Repeat the records in full. No pictures belong in the copy.

** The records follows **

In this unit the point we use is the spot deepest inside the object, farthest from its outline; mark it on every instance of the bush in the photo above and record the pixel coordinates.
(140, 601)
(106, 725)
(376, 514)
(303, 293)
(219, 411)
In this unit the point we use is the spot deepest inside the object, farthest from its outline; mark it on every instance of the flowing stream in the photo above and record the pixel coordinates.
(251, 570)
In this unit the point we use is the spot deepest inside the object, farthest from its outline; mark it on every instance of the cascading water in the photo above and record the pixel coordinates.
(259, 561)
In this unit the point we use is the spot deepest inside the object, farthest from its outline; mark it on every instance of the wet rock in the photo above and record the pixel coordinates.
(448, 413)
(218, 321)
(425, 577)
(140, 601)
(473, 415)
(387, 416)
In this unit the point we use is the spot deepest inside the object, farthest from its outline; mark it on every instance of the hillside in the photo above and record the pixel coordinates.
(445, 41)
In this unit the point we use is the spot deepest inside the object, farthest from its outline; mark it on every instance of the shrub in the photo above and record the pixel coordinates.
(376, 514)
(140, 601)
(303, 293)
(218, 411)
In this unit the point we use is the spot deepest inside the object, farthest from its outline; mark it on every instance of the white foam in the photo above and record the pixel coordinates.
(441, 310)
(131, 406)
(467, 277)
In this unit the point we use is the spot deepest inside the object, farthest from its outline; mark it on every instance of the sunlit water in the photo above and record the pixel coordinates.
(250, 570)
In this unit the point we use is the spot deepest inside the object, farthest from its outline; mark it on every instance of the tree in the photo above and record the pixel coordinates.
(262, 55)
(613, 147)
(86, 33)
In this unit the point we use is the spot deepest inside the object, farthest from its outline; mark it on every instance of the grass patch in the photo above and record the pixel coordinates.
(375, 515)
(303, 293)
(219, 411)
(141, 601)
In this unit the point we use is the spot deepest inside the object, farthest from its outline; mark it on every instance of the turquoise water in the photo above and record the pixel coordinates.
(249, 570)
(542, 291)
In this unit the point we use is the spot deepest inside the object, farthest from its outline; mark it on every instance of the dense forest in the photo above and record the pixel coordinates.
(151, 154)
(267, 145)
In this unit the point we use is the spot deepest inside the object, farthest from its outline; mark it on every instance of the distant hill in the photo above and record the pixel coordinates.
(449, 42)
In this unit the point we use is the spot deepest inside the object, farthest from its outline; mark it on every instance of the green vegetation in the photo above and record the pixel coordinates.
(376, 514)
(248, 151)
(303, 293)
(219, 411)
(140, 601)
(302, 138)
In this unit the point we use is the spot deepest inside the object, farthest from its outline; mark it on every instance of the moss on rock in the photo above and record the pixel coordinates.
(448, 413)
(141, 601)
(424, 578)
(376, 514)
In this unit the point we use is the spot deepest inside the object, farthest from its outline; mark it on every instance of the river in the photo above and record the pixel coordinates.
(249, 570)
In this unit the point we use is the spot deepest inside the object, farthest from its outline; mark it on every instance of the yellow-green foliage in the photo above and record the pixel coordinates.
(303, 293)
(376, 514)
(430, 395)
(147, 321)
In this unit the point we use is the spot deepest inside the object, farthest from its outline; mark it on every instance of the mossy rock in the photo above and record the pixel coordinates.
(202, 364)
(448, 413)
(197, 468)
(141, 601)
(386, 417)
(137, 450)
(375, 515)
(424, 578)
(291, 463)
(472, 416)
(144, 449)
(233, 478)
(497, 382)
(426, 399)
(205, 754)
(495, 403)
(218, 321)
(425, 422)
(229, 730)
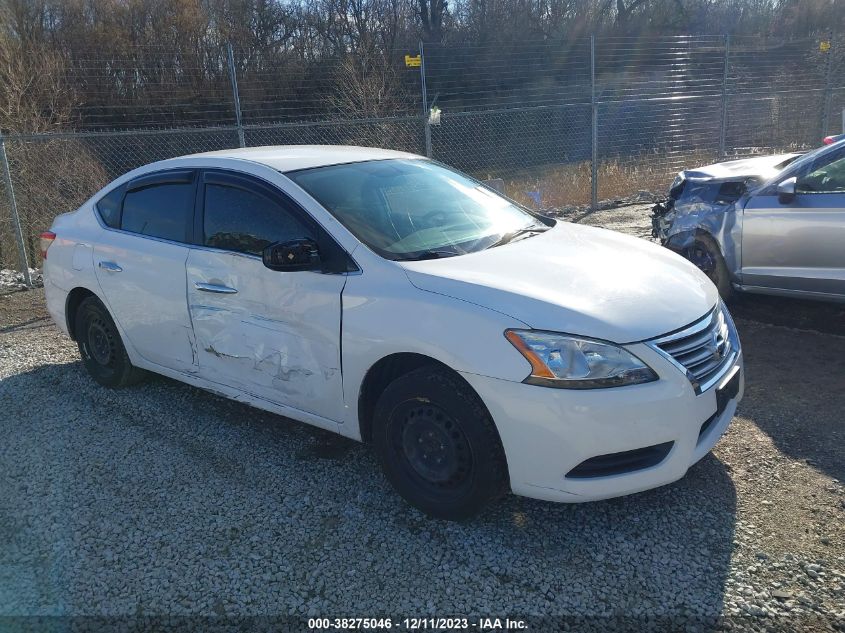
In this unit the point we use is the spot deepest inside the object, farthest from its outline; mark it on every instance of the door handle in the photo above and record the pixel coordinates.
(110, 267)
(223, 290)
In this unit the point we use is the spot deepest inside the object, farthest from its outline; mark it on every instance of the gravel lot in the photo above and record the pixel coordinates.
(164, 499)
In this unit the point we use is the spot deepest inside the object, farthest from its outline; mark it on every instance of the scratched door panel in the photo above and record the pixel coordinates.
(276, 337)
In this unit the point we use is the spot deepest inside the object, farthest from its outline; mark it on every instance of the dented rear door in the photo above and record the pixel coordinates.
(271, 334)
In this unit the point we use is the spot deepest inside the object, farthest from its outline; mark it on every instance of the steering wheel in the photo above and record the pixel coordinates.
(433, 218)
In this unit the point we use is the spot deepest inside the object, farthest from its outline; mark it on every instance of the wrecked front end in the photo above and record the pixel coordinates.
(699, 218)
(695, 207)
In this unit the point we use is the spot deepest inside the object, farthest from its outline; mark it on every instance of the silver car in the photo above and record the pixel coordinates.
(773, 224)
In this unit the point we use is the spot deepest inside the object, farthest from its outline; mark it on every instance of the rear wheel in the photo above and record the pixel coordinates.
(704, 252)
(438, 445)
(102, 351)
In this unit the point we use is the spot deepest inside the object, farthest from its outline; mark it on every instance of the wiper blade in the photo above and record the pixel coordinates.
(509, 237)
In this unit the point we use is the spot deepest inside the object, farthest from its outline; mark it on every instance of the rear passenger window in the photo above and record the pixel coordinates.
(109, 207)
(163, 211)
(246, 221)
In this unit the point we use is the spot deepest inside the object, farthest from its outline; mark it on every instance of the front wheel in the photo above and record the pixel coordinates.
(704, 252)
(102, 351)
(438, 445)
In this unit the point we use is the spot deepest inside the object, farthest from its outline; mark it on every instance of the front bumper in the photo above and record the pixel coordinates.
(547, 432)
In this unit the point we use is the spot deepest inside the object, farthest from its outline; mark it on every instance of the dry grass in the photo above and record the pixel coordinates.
(568, 185)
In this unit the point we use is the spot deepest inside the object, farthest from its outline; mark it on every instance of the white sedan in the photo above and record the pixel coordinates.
(478, 346)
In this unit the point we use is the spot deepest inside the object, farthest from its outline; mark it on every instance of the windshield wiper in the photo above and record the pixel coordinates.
(509, 237)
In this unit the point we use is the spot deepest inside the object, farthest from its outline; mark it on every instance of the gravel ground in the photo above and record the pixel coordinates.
(164, 499)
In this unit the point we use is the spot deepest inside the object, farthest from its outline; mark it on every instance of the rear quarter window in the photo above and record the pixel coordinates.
(109, 207)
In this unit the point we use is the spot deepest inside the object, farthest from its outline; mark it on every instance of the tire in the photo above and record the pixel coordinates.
(704, 252)
(438, 445)
(101, 348)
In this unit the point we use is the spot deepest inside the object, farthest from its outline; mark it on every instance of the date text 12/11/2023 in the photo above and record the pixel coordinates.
(418, 624)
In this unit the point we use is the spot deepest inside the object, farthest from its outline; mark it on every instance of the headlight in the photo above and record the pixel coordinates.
(570, 362)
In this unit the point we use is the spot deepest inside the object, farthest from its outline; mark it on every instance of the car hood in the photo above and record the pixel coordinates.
(761, 168)
(578, 280)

** End of The records **

== Finished task ==
In this unit the point we use is the spot deepest inside the object, farthest from its outline; mark it on every instance of the bush in the photo above and record the pixel coordinates.
(140, 601)
(106, 725)
(376, 514)
(303, 293)
(219, 411)
In this unit the point we use is the spot deepest inside the object, farthest from its outline; mark it on every instance of the flowing stream in the photo above and record the pixel coordinates.
(251, 570)
In this unit the point we use is the spot deepest inside the object, farthest from its outline; mark it on every instance of the cascading water in the photo above and record the pixel coordinates.
(259, 561)
In this unit the point we use is the spot deepest inside the object, farthest from its outline; mark it on every instance of the wet rock in the photo above and record the pixel coordinates.
(448, 413)
(218, 321)
(425, 577)
(140, 601)
(473, 415)
(387, 416)
In this unit the point we use is the spot deepest inside the object, farthest from its outline; mark it on every instance of the hillside in the photo above and record the pixel coordinates.
(445, 41)
In this unit the point we use is the spot deepest inside the object, farthest from its outline; mark it on every instance of the shrub in the photo above and record the pixel coordinates.
(376, 514)
(140, 601)
(303, 293)
(218, 411)
In this unit the point we use is the spot deepest inside the object, farthest from its outline; mark it on every instance of the white foam in the photo above and record the pixel coordinates.
(441, 310)
(131, 406)
(467, 277)
In this unit the point we use is the spot deepest inside the object, farthest from its outline; mark it on every instance of the sunlit water in the photo above and record the pixel coordinates.
(250, 570)
In this unit the point we use is the spot deepest inside the object, farthest from its outline; mark it on every instance of the tree in the photo above and record the pixel coordinates.
(262, 55)
(613, 147)
(86, 33)
In this unit the point we use is the spot deepest inside the object, farthest from its outline; mark it on every instance of the grass patch in the photo above and record the pixel coordinates.
(375, 515)
(303, 293)
(219, 411)
(141, 601)
In this unit the point we use is the spot deepest inside the object, farthest from its outline; mark it on every instance of the turquoise water in the photo above and record the pixel coordinates.
(249, 570)
(542, 291)
In this unit the point we use is the spot deepest inside the object, farthest from its outline; mark it on every instance of the dense forest in the photo above and record the pixel coordinates.
(151, 154)
(267, 145)
In this unit the point we use is the spot deepest inside the object, farthest from its outline; mark it on every instance of the distant hill in the photo above and record the pixel coordinates.
(449, 42)
In this unit the point we use is the spot deepest inside the object, farthest from its outline; mark it on every instance of the green vegetation in the photo above and record the pixel coordinates.
(376, 514)
(248, 151)
(303, 293)
(219, 411)
(140, 601)
(302, 138)
In this unit the point we use is the spot deepest inside the object, farthest from its outline; mark it on every instance of the moss on rock in the photo above and record the pixel coordinates.
(448, 413)
(141, 601)
(424, 578)
(376, 514)
In this unit the point we use is the spot deepest inside the object, farthest from its outline; mark it on every instance of the river in the photo above and record the pixel coordinates.
(249, 570)
In this unit the point we use is the spot deepest inside the object, farthest from its outline; mark it on every instance of the yellow-green foliage in the photo above and record the pixel coordinates.
(303, 293)
(376, 514)
(430, 395)
(147, 321)
In this unit the point we use is the spot deepest inside the object, farthest from its outline; mark it on every instance of the mossy rock in the photo above and record the pixel coordinates.
(202, 364)
(448, 413)
(197, 468)
(141, 601)
(386, 417)
(137, 450)
(375, 515)
(424, 578)
(291, 463)
(472, 416)
(144, 449)
(233, 478)
(497, 382)
(426, 399)
(205, 754)
(495, 403)
(218, 321)
(425, 422)
(229, 730)
In this unit the point we use is the spot deepest inside the object, farthest from its outline; mark it on every instance of the door handle in the photo above and record the pixel coordinates.
(110, 267)
(223, 290)
In this unit the point we use is the spot deepest inside the object, farthest from its outline; mark it on every instance of the gravel lot in the photo above and record the pixel coordinates.
(164, 499)
In this unit the point we use is the spot deepest inside the object, farthest from its outline; mark it on every instance of the scratched door panel in the photo above and record the pixel coordinates.
(276, 337)
In this unit the point we use is the spot deepest inside the object, farthest from its outline; mark it on every instance of the dented rear door in the photo above and record the pixel coordinates.
(271, 334)
In this unit the point we use is the spot deepest inside the object, farthest from its outline; mark it on every instance of the steering wheel in the photo above and record the pixel coordinates.
(433, 218)
In this unit the point we use is the spot deepest inside the object, farthest from its outline; mark it on every instance of the wrecked front end in the photo above and record the pixel coordinates.
(699, 218)
(695, 207)
In this unit the point we use is the spot deepest inside the object, farthest from its outline; mark it on every instance of the silver car in the photo above and record the pixel coordinates.
(773, 224)
In this unit the point we use is the spot deepest inside the object, farthest from its outline; mark it on every instance of the rear wheel in the photo above and record the pixel coordinates.
(704, 252)
(438, 445)
(102, 351)
In this unit the point we use is the spot deepest inside the object, farthest from its outline; mark it on every instance of the wiper blade in the photo above and record the pixel coordinates.
(509, 237)
In this unit the point we use is the spot deepest inside the object, farthest from its outline; mark it on every instance of the rear passenger window in the photo above and record the pixel coordinates.
(109, 207)
(163, 211)
(246, 221)
In this unit the point we use is the spot deepest inside the object, farthest from its outline; mark it on every instance of the front wheel in the photo above and record the pixel coordinates.
(704, 252)
(102, 351)
(438, 445)
In this unit the point we use is the spot deepest inside the object, farthest from its outline; mark it on every instance of the front bumper in the photo above and record the pixel coordinates.
(547, 432)
In this unit the point we use is the spot deepest inside the object, farthest from its outline; mark it on every instance of the dry grass in the photo above and record the pixel coordinates.
(568, 185)
In this unit the point we use is the spot deepest inside the object, farthest from its outline; mark it on every instance of the white sedan in the photo above and record the pixel coordinates.
(478, 346)
In this unit the point we use is the spot deepest inside the object, farthest from its outline; mark it on every instance of the windshield wiper in the photo above and record the pixel coordinates.
(509, 237)
In this unit the point we use is the spot deepest inside the object, farthest from its outline; mark it on every instance of the gravel ground in the photo above and record the pixel coordinates.
(164, 499)
In this unit the point we use is the spot deepest inside the object, farthest from its outline; mark it on every instance of the rear quarter window in the photo above and record the pixel coordinates.
(109, 207)
In this unit the point we use is the spot deepest inside the object, farthest from its outline; mark it on every instance of the tire in the photo above and record the pixel coordinates.
(704, 252)
(438, 445)
(101, 348)
In this unit the point we use is the spot deepest inside the object, farthest from its outline; mark it on every instance of the date text 12/11/2023 in the photo above and record the pixel coordinates.
(418, 624)
In this unit the point we use is the spot deepest inside the object, farthest from its outline; mark it on every instance of the headlight in the photo above and record the pixel coordinates.
(570, 362)
In this unit the point we use is the spot deepest inside the object, farthest from its outline; mark it on every instance of the car hood in the photo above and record the pixel coordinates.
(761, 168)
(578, 280)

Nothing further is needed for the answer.